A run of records

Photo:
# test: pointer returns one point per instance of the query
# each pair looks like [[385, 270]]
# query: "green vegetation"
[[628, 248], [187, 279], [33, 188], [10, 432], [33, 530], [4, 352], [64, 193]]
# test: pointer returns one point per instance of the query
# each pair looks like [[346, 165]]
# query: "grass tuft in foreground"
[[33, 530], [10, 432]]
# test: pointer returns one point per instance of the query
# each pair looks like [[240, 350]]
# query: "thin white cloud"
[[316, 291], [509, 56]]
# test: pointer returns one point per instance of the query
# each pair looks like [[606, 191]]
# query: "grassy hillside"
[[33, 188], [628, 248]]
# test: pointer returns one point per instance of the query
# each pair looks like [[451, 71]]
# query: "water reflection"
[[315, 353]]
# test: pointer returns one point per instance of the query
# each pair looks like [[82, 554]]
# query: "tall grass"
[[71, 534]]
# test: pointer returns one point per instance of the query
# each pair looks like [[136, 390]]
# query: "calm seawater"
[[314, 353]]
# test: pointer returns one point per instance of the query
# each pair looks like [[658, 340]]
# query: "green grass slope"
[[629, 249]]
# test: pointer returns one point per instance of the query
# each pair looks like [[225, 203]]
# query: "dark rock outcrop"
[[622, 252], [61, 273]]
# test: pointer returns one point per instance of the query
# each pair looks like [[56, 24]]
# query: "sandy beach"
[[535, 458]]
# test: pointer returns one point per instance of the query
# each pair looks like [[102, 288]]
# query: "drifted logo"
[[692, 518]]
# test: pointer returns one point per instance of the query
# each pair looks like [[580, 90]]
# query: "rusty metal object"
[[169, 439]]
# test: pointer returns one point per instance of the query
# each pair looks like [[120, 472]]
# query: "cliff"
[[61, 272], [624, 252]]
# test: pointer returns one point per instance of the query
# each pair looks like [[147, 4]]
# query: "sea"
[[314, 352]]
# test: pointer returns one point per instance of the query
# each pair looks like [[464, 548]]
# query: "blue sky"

● **INSTRUCTION**: Print these lines again, unchanged, for all of the records.

● **FULL OUTPUT**:
Photo:
# test: pointer returns one point per instance of the query
# each pair looks like [[385, 270]]
# query: "green vegetation"
[[628, 248], [187, 279], [33, 188], [10, 432], [33, 530], [4, 352], [64, 193]]
# test: pointer returns one point per instance of the query
# each pair looks like [[346, 165]]
# query: "grass tuft in foreground"
[[33, 530], [10, 432]]
# test: pointer returns one point per instance of the query
# each pair looks like [[240, 350]]
# query: "thin white cloud"
[[316, 291], [509, 56]]
# test: pointer returns one point per instance of the query
# each pair looks like [[606, 191]]
# query: "grassy hillside"
[[33, 188], [628, 248]]
# test: pointer returns one point per instance of the query
# each pair looks like [[451, 71]]
# query: "water reflection"
[[315, 353]]
# test: pointer returns one point per instance of the query
# each pair looks like [[82, 554]]
# query: "tall grass"
[[71, 534]]
# test: pointer returns one point per instance of the query
# each pair looks like [[136, 390]]
# query: "calm seawater"
[[314, 353]]
# test: pointer returns one point per instance of the query
# each pair looks like [[658, 340]]
# query: "green grass slope"
[[629, 249]]
# test: pointer returns one point per instance of the query
# each pair looks like [[225, 203]]
# query: "dark rock outcrop"
[[622, 252], [61, 273]]
# test: pointer returns one point per instance of the query
# each pair looks like [[56, 24]]
# query: "sandy beach"
[[535, 458]]
# test: pointer returns one point per instance of the query
# each pair looks like [[102, 288]]
# query: "drifted logo"
[[692, 518]]
# test: pointer returns one point per instance of the query
# each pair looks like [[580, 90]]
# query: "rusty metal object"
[[169, 439]]
# test: pointer returns one point per instance of the query
# each pair looks like [[120, 472]]
# query: "cliff"
[[61, 272], [624, 252]]
# test: pointer returns one point per instance of the query
# each pair looks like [[147, 4]]
# query: "sea"
[[314, 352]]
# test: pointer returns one point per instance of the query
# each pair looks like [[464, 548]]
# query: "blue sky"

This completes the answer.